To do:
1. Please list every cardinal number in the Kingham Hill passage, whether in words or digits, in order of appearance and including repeats. Leave out ordinals such as "third."
2. Write out the portion of the Kingham Hill passage between "Photography is an" and "journey is done.", inclusive.

Photography is an interest that has travelled with me for the better part of forty years.  I don’t doubt that it will continue to travel with me until my own journey is done.

 

Writing with light…

WRITING WITH LIGHT…

Back when I was a child, during a somewhat strange childhood, I found myself at Kingham Hill School.  I boarded there for two years.  It was the third and last boarding school I  attended between the ages of seven and sixteen, and – certainly more than the earlier two – that school had a profound effect on the way I turned out and the direction I took in life.  Kingham Hill was established by Charles Baring-Young of the Barings banking family.  He wanted to use his money to establish a means by which underprivileged children from the East End of London could receive a decent education.  He established Kingham Hill as a ‘home for wayward and orphaned children’, and – being an orphan – I got in.  By that time (1981), it wasn’t just kids from the East End of London that showed up, but from all over the world.

Given information:
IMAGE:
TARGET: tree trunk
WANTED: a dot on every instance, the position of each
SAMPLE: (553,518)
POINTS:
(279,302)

Responses to the tasks:
1. forty, two, seven, sixteen, two, 1981

2.
Photography is an interest that has travelled with me for the better part of forty years.  I don’t doubt that it will continue to travel with me until my own journey is done.